→ **WHAT IS EXPECTED**: Your copy of the material below should match it exactly, except that it holds no pictures.

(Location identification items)
++++++++++

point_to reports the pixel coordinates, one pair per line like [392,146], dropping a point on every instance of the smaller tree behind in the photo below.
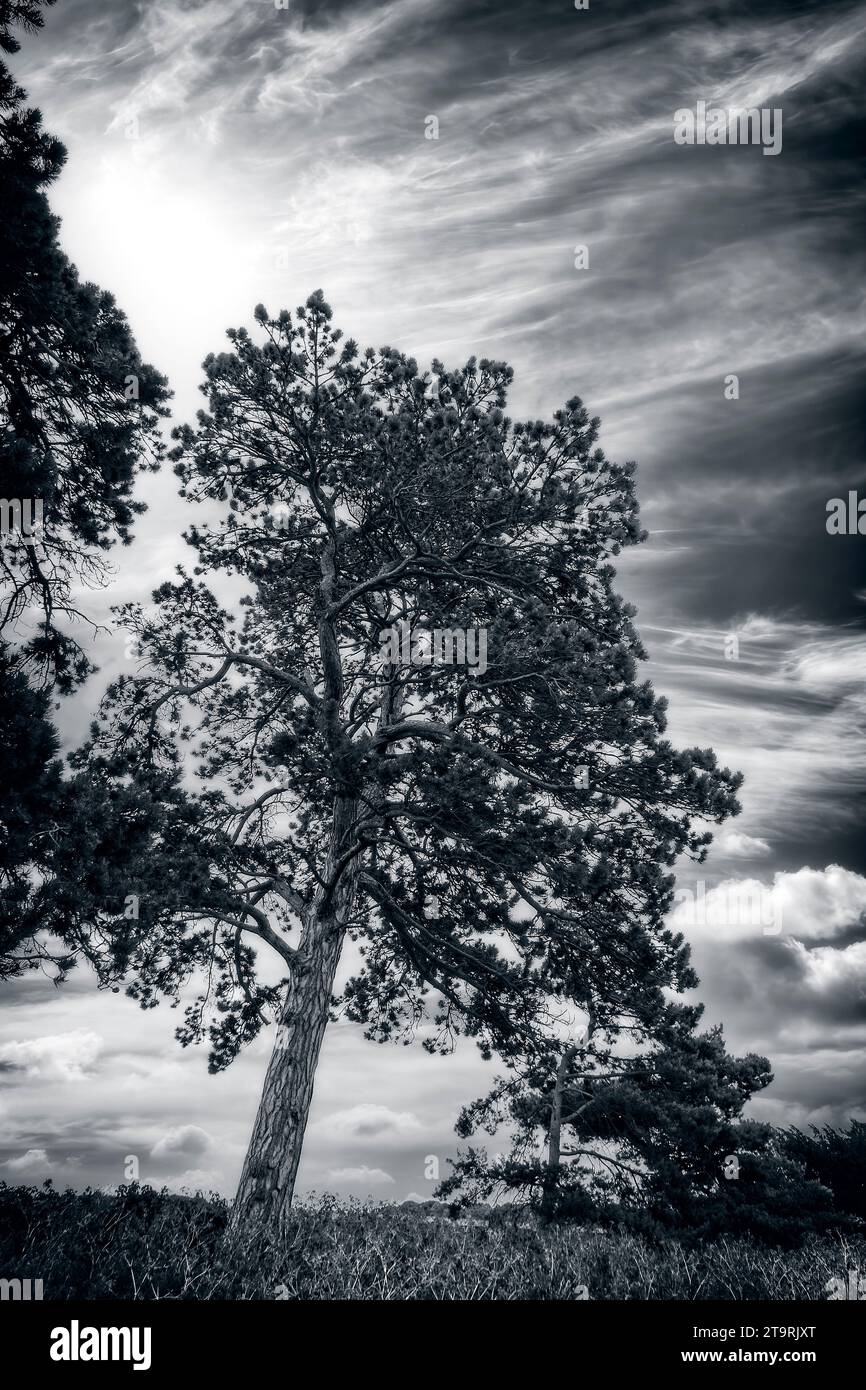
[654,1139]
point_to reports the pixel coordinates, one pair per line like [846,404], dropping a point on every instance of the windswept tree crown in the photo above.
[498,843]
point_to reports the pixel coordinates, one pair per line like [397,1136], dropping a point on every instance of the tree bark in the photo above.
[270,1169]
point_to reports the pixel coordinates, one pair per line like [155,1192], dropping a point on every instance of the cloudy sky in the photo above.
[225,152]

++++++++++

→ **CORRECT RESPONSE**:
point_to reports the pixel coordinates, one pair per line like [392,146], dropping a point on every instance of the smaller tree behind in the photo below.
[654,1139]
point_to reports the pixel coordinates, one pair per line like [846,404], dropping a point on every instance of the windswept tree crown in the photo above.
[498,843]
point_to reports the pixel coordinates, one pair per line like [397,1136], dropping a point on every instance of the tree bark in the photo above.
[270,1169]
point_to reports the pixel coordinates, one pair per line like [155,1192], dropping a point on every instance of the cloudy sky in the photo above.
[225,152]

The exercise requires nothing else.